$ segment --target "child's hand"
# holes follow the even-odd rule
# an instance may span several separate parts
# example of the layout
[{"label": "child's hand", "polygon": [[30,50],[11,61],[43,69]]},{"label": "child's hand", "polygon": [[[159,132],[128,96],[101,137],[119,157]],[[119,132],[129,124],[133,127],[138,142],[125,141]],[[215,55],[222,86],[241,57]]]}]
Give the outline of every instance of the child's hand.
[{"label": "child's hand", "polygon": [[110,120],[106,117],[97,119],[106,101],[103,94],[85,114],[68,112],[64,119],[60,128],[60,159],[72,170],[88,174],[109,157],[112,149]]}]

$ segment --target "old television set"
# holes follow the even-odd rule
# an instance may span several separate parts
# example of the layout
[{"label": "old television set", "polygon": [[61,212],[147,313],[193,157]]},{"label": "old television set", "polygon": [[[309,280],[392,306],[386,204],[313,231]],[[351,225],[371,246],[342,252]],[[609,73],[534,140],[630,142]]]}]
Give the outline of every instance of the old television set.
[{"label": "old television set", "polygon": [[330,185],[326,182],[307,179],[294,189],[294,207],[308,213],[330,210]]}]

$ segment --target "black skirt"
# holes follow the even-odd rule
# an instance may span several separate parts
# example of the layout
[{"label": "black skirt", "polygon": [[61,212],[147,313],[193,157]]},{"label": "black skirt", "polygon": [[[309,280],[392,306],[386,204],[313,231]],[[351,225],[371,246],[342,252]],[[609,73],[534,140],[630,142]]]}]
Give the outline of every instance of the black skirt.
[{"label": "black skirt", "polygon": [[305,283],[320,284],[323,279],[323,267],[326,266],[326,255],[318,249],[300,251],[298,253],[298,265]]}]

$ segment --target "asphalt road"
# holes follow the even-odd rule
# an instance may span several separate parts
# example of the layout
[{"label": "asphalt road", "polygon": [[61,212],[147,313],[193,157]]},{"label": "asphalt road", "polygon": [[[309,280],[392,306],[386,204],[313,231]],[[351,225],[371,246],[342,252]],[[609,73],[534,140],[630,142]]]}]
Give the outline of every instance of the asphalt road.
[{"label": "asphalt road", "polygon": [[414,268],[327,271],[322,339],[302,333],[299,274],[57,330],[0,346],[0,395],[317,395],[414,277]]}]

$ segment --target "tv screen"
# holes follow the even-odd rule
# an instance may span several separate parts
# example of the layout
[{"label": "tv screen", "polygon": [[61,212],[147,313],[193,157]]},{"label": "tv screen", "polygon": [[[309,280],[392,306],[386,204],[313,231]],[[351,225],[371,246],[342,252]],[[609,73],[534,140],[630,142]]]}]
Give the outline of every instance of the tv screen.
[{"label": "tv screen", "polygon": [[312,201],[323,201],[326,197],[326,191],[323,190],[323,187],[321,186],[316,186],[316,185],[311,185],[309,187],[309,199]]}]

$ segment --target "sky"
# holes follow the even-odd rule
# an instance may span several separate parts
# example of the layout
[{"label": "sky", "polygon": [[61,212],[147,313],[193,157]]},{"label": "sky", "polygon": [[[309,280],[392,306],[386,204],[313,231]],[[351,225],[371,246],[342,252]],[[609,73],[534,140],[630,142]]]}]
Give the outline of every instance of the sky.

◆ ◆ ◆

• [OBJECTIVE]: Copy out all of the lines above, from the first to the last, word for word and with nothing changed.

• [RESULT OF THIS EXERCISE]:
$ segment --target "child's hand"
# holes follow the even-odd rule
# an instance may span several separate parts
# example of the layout
[{"label": "child's hand", "polygon": [[30,50],[11,61],[43,69]]},{"label": "child's hand", "polygon": [[[159,132],[128,96],[101,137],[119,157]],[[119,132],[129,124],[133,127],[138,142],[125,141]],[[215,55],[222,86],[241,57]]]}]
Give the outline of every instance of the child's hand.
[{"label": "child's hand", "polygon": [[110,120],[106,117],[97,119],[106,101],[103,94],[85,114],[68,112],[64,119],[60,128],[60,159],[72,170],[88,174],[109,157],[112,149]]}]

$ segment --target "old television set"
# holes follow the even-odd rule
# an instance may span several separate parts
# example of the layout
[{"label": "old television set", "polygon": [[61,212],[147,313],[193,157]]},{"label": "old television set", "polygon": [[[309,280],[392,306],[386,204],[313,231]],[[351,225],[371,246],[342,252]],[[609,73],[534,140],[630,142]]]}]
Give the outline of every instance of the old television set.
[{"label": "old television set", "polygon": [[330,185],[326,182],[307,179],[294,189],[294,207],[308,213],[330,210]]}]

$ segment --target "black skirt"
# holes follow the even-odd rule
# an instance may span several separate parts
# example of the layout
[{"label": "black skirt", "polygon": [[61,212],[147,313],[193,157]]},{"label": "black skirt", "polygon": [[[309,280],[392,306],[386,204],[313,231]],[[351,225],[371,246],[342,252]],[[609,73],[534,140],[630,142]]]}]
Give the outline of every instance of the black skirt.
[{"label": "black skirt", "polygon": [[305,283],[320,284],[323,279],[323,267],[326,266],[326,255],[318,249],[300,251],[298,253],[298,265]]}]

$ segment --target "asphalt road"
# holes follow the even-odd rule
# an instance may span several separate parts
# example of the layout
[{"label": "asphalt road", "polygon": [[61,212],[147,313],[193,157]]},{"label": "asphalt road", "polygon": [[[309,280],[392,306],[386,204],[313,231]],[[351,225],[371,246],[342,252]],[[609,73],[534,140],[630,142]]]}]
Give the outline of every instance of the asphalt road.
[{"label": "asphalt road", "polygon": [[414,268],[327,271],[322,339],[302,333],[299,274],[57,330],[0,346],[0,395],[317,395],[414,277]]}]

$ segment --target "tv screen"
# holes follow the even-odd rule
# an instance may span several separate parts
# example of the layout
[{"label": "tv screen", "polygon": [[61,212],[147,313],[193,157]]},{"label": "tv screen", "polygon": [[[309,280],[392,306],[386,204],[313,231]],[[351,225],[371,246],[342,252]],[[609,73],[534,140],[630,142]]]}]
Give the outline of every instance of the tv screen.
[{"label": "tv screen", "polygon": [[312,201],[323,201],[326,197],[326,191],[323,190],[323,187],[321,186],[316,186],[316,185],[311,185],[309,187],[309,199]]}]

$ segment --target "sky"
# holes follow the even-odd rule
# an instance may span several separate parts
# example of the layout
[{"label": "sky", "polygon": [[61,212],[147,313],[193,157]]},{"label": "sky", "polygon": [[[309,280],[392,306],[386,204],[313,231]],[[351,225],[371,246],[342,252]],[[609,73],[534,140],[630,142]]]}]
Give the outline of every instance of the sky.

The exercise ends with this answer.